→ **What you should do**
Pick up the article below on MetaFragments and timed metadata in HTML, and carry it forward from its last sentence.

→ **Selected excerpt**
######

Introducing MetaFragments, a common format for timed metadata in HTML

Julien, 8 août 2011

MetaFragments gives to web tools, mobile apps, browser and search engines a simple way to explore, connect and share the inside content of web videos.

Even when liberated from Flash, web videos are data dead-ends. Meta-data for video or audio is mostly non-existent in exposed, usable form.

When it exists, it’s segregated in various silos: external files in non-browser friendly formats, APIs, JavaScript code…

That leads to bad findability inside the website, and bad search engine optimization. It makes it hard to connect similar stories, to cite a specific sequence in a longer video, or simply to link back to a precise phrase in the video

A standard way to expose timed meta-data in web pages can benefit a large range of web creators and users.

Video bloggers, mega-platforms like YouTube, news organizations betting on web videos as a rising media will get better findability and engagement.

Viewers will get new ways to find, share and connect to videos across the web.

How it works

The idea behind MetaFragments is to use media fragments URIs and in-HTML meta-data to store timed data relating to audio and videos sequences

<a rel="dc:source" RDFa-META-DATA href="MEDIA-FRAGMENT-URI"'>WORD-FROM-THE-TRANSCRIPT</a>

Everything happens in the DOM, so web clients, crawlers and javascript libraries can easily find and use this data without prior knowledge of the website or its API. They just need to know existing standards.

######

→ **Supplied material**
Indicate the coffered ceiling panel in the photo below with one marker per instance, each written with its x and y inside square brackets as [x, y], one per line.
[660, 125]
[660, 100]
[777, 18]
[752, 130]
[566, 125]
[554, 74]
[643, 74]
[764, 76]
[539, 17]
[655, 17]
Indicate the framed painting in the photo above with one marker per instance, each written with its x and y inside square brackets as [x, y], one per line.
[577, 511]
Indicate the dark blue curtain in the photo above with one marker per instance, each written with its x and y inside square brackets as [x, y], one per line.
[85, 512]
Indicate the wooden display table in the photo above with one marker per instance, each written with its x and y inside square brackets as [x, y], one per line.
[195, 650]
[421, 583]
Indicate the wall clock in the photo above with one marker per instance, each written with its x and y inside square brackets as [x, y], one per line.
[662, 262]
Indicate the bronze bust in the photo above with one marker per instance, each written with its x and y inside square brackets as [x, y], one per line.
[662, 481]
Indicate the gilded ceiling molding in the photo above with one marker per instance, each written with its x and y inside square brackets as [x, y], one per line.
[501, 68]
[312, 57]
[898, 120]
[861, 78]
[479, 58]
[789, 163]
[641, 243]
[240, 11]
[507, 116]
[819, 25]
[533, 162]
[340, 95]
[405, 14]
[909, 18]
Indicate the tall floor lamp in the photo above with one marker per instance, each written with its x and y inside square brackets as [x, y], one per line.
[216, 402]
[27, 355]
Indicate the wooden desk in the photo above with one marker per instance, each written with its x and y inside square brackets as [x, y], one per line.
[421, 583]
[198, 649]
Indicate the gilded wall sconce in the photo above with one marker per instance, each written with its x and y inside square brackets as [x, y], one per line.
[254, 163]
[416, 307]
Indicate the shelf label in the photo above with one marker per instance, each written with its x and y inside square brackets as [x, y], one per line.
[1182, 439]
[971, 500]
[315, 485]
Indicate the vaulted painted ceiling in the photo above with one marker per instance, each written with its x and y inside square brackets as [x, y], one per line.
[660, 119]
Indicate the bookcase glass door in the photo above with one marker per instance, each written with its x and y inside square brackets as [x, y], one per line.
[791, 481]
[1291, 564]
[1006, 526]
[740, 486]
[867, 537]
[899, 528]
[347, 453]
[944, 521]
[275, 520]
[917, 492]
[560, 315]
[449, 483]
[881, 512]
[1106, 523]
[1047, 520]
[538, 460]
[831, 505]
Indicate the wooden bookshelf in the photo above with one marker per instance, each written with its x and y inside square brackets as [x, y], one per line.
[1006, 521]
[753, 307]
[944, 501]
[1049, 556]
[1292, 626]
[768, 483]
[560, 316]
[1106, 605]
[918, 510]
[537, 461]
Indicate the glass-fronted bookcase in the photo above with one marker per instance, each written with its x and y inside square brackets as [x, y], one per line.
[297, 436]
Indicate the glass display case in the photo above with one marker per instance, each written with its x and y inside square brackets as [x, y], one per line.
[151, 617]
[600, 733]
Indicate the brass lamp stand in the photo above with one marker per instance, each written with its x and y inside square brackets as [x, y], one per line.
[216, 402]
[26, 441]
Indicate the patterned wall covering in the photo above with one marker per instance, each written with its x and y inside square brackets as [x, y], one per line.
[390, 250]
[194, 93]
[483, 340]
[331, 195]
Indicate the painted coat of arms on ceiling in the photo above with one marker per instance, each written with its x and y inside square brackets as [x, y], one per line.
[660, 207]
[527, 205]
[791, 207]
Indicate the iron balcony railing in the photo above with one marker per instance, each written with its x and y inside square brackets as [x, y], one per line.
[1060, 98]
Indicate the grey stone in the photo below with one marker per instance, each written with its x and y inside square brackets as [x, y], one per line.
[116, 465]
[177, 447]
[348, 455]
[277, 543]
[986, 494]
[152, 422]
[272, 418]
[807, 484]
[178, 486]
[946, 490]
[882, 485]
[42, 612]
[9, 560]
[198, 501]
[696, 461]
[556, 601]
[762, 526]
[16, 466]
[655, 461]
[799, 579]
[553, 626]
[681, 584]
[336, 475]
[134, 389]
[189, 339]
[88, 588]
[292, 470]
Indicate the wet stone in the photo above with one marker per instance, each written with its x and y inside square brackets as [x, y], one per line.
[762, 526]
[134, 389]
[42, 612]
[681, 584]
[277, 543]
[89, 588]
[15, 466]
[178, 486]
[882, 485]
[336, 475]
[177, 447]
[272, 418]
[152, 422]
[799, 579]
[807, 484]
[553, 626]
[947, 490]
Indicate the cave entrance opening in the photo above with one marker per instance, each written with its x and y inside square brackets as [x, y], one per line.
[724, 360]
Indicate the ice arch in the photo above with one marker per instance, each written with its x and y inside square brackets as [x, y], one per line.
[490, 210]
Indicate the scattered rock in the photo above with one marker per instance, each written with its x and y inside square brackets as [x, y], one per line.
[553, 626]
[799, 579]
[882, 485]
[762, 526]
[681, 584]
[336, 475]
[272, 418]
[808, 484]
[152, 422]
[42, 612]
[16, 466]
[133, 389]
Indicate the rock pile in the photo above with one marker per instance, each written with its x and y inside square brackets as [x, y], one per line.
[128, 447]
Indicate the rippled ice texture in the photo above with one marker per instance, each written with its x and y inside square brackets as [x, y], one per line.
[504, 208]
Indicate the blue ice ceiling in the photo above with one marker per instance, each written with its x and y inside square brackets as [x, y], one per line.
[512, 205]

######

→ **Exercise output**
MetaFragments is only one week old, so obviously it is a work in progress. We encourage you to read more about its proposed specifications here: MetaFragments Draft.

But the great news is that we are already rallying supports from Knight Mozilla Lab participants.

The Hyperaudio Pad tool from Mark Boas adopted it as its working format in its basic form, without RDFa.

Samuel Huron’s data visualization video player and Nicholas Doiron's FollowFrost linked video interview player are the next candidates – if MetaFragments works well with their data-enriched viewers, it will give them a free HTML API for search engine crawlers and other apps. It could help make their apps work together. I’m working on mapping their respective (and different!) internal JSON formats into MetaFragments, and we will iterate from here.

Shaminder Dulai, with its ambitious workflow project for tagging videos in the newsroom is also bringing feedback from a media producer, non-coder, point of view.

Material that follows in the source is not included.